**Your objective:** Copy the material that follows word for word and omit its pictures.
/---
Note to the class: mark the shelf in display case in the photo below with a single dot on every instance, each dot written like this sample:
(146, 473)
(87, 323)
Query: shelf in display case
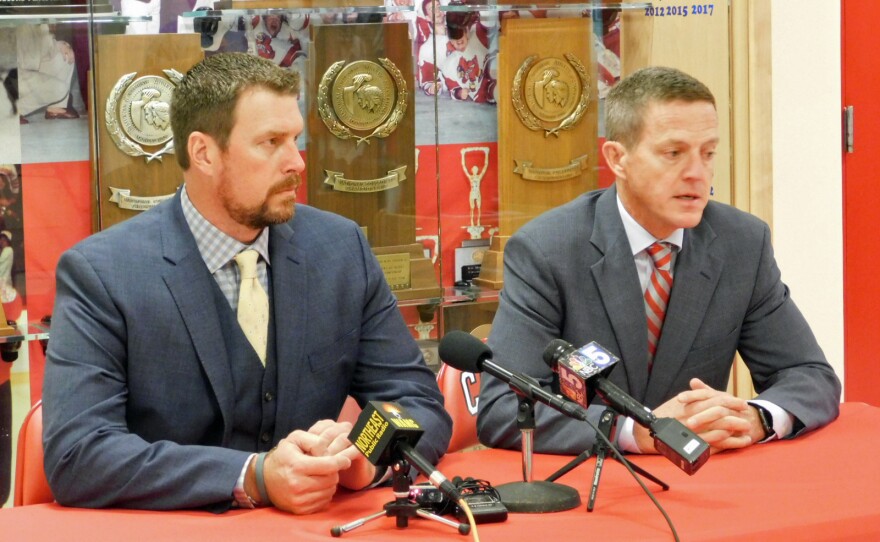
(7, 20)
(254, 8)
(594, 5)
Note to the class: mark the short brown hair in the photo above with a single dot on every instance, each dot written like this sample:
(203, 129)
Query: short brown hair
(627, 101)
(205, 100)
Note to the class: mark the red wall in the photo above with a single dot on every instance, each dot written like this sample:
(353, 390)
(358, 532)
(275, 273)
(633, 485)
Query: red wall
(861, 202)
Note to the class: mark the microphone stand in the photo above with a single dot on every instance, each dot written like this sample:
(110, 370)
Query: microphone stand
(534, 496)
(607, 425)
(402, 507)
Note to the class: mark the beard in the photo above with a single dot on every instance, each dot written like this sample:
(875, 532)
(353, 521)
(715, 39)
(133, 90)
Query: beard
(261, 215)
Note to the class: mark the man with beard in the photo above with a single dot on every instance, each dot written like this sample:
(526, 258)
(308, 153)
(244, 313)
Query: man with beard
(156, 396)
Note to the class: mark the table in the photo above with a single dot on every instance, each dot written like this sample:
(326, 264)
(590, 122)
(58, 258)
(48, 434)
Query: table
(822, 486)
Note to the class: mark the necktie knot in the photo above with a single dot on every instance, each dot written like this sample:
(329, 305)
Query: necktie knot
(247, 263)
(253, 303)
(661, 253)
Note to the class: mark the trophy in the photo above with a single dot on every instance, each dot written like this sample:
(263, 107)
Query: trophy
(475, 197)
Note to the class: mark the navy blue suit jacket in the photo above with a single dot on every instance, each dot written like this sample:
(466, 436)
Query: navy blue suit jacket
(138, 393)
(570, 274)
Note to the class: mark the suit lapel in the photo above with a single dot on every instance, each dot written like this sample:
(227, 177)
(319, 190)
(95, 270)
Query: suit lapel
(615, 274)
(697, 271)
(192, 288)
(289, 295)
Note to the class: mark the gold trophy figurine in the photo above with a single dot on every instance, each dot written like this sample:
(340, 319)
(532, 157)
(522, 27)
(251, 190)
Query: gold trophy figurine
(475, 197)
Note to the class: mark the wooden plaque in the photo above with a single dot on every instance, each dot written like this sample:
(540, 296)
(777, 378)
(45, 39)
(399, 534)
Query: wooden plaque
(361, 150)
(548, 115)
(419, 282)
(134, 168)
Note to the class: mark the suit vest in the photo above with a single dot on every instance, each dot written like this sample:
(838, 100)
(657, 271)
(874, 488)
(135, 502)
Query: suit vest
(253, 420)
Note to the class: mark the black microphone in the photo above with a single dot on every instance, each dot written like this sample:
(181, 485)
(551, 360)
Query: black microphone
(468, 353)
(584, 368)
(384, 433)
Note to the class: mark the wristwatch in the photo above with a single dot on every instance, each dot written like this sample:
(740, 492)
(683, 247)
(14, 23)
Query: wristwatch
(766, 420)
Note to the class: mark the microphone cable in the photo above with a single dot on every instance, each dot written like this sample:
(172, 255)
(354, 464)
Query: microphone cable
(620, 457)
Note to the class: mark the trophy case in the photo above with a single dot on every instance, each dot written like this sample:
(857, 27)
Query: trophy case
(481, 116)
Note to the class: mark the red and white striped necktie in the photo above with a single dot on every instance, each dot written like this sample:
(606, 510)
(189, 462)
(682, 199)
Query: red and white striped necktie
(657, 294)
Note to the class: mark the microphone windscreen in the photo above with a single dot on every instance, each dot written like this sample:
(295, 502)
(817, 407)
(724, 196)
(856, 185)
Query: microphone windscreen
(554, 351)
(464, 351)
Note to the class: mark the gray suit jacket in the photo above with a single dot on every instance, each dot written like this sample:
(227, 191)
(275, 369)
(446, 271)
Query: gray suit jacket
(570, 274)
(138, 392)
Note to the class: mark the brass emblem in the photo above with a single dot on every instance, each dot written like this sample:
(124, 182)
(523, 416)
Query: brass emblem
(138, 112)
(390, 180)
(551, 91)
(362, 96)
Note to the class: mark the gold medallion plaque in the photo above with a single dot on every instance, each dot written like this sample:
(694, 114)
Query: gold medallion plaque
(548, 111)
(135, 76)
(361, 158)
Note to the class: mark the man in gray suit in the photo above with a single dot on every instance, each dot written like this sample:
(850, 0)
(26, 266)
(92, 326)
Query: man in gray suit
(154, 397)
(580, 272)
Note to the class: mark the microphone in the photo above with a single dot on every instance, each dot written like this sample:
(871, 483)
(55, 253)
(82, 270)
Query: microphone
(385, 433)
(584, 368)
(467, 353)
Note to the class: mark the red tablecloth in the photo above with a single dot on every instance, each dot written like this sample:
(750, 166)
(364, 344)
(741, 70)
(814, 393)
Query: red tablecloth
(823, 486)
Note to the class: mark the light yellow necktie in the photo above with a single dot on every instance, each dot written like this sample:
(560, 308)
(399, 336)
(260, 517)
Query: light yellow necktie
(253, 303)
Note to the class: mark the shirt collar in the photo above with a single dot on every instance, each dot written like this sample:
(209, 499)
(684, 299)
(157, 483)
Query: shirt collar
(639, 238)
(216, 247)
\---
**The reply:**
Note to the class: mark the shelf in display case in the photo below with a single dot on every instance, each dot written like this sample:
(146, 473)
(87, 323)
Query: shelf in display case
(7, 20)
(254, 8)
(594, 5)
Note to the class: mark the short brown hair in the photo above with a single dot on every instance, each dot written like this sample:
(203, 129)
Query: short brown hair
(627, 101)
(205, 100)
Note to the class: mark the red wall in the photo above with a single dot on every instance, each dot written like this sample:
(353, 390)
(358, 532)
(275, 273)
(633, 485)
Query: red wall
(861, 202)
Note to the class: mark the microphone stand in the photo above with a single dot on every instance, each dot written like this sample:
(110, 370)
Query: microphone stand
(534, 496)
(607, 425)
(402, 507)
Note to the class: mark the beard in the photo above with a single dot on every instance, each dot written like this sample:
(875, 532)
(353, 521)
(715, 39)
(133, 90)
Query: beard
(261, 215)
Note to the class: mark the man with beard in the photo above with a single dot on every instance, each dot written like this sample:
(526, 258)
(308, 153)
(244, 313)
Query: man with beard
(156, 396)
Note to the class: mark the table in the photo above with a single dot on every instance, each dot written like this sample:
(326, 264)
(590, 122)
(58, 258)
(48, 434)
Query: table
(822, 486)
Note to the class: mark the necktie knot in the photo above with a single dot on every instance, each dot written like this sample:
(329, 305)
Query: necktie knot
(247, 263)
(253, 303)
(661, 253)
Note to the class: mark the trophy in the photo above with a single dot on every instance, each dot written like this sample:
(263, 107)
Query: trophy
(475, 197)
Note to the class: mark the navy blue suit jacket in the photo above with a single dot on every instance, each dot written like this sample:
(466, 436)
Query: navy blue suit jacket
(138, 393)
(570, 274)
Note to the class: mark the suit lapel in the photo above with a single dot on every instance, each dot written like this sample:
(227, 177)
(319, 190)
(95, 270)
Query: suit lapel
(615, 274)
(697, 271)
(192, 288)
(289, 295)
Note to the class: mark the gold trophy figurine in the photo above with a single dot on every instance, each dot written like this sample:
(340, 319)
(532, 157)
(522, 27)
(251, 190)
Query: gold trophy figurine
(475, 197)
Note to the class: mark the wooden plaque in the photo above with a single dot on every instance, each dot written like this sample:
(540, 296)
(777, 378)
(45, 39)
(399, 534)
Query: wooden plaque
(361, 150)
(548, 115)
(419, 282)
(134, 168)
Note to the class: mark the suit vest in the photo above with a single dot on every instance, each dot written like this sample:
(838, 100)
(657, 271)
(874, 488)
(135, 502)
Query: suit vest
(253, 420)
Note to the class: mark the black microphone in the photo above with a single dot on every instance, each dot written like this sample:
(181, 485)
(551, 360)
Query: black microphone
(468, 353)
(584, 368)
(384, 433)
Note to the class: mark the wristwatch in the photo above with a single dot on every instance, each dot written like this sample:
(740, 492)
(683, 247)
(14, 23)
Query: wristwatch
(766, 420)
Note to the class: mark the microphone cable in the photo above with a single dot on every instance, each dot written like this sample:
(172, 255)
(354, 464)
Query: microphone cable
(620, 457)
Note to the class: mark the trophy case in the photo above with a single dot on every instance, each dot written like this sample:
(857, 27)
Query: trophy case
(481, 116)
Note to the class: mark the red and white striped necktie in the photo above with a single dot on every instance, each dot written like this sample:
(606, 510)
(189, 462)
(682, 199)
Query: red and white striped necktie
(657, 294)
Note to the class: mark the microphone windscreen in the photo above with a single dot on every instance, each dot written like this sample:
(295, 502)
(817, 407)
(724, 196)
(856, 185)
Query: microphone windscreen
(554, 351)
(464, 351)
Note to the class: mark the gray suit jacket in the photo above with a single dot on every instance, each dot written like this sample:
(227, 191)
(275, 369)
(446, 271)
Query: gray suit jacket
(570, 274)
(138, 392)
Note to the class: mark the brass emblem in the photo above with a single dot on every instance, each dot written like this sample:
(124, 182)
(523, 416)
Query: brass emblem
(138, 112)
(390, 180)
(551, 91)
(362, 96)
Note to the class: mark the gold medallion plaque in the photo above with a single dot on every instance, each dot written like this sample:
(694, 114)
Query: gold medallion plaque
(548, 111)
(135, 76)
(361, 158)
Note to the class: mark the man in gray suit in the photo above with a single dot on every instance, each dot written like this sample:
(850, 0)
(26, 266)
(92, 326)
Query: man in gray suit
(154, 397)
(580, 272)
Note to the class: mark the microphone in the photo above with a single dot on every instance, each dot written like this sample:
(871, 483)
(55, 253)
(82, 270)
Query: microphone
(385, 433)
(584, 368)
(467, 353)
Note to the class: mark the red tablecloth in the photo above with a single dot on every instance, each dot written like this sample:
(750, 166)
(364, 344)
(741, 70)
(814, 393)
Query: red tablecloth
(823, 486)
Note to the class: mark the light yellow necktie in the photo above with a single dot on every instance, each dot written like this sample:
(560, 308)
(399, 336)
(260, 517)
Query: light yellow necktie
(253, 303)
Note to the class: mark the shirt collar in the photo above with a single dot on every instance, each dot written like this sample:
(209, 499)
(684, 299)
(157, 483)
Query: shirt collar
(639, 238)
(216, 247)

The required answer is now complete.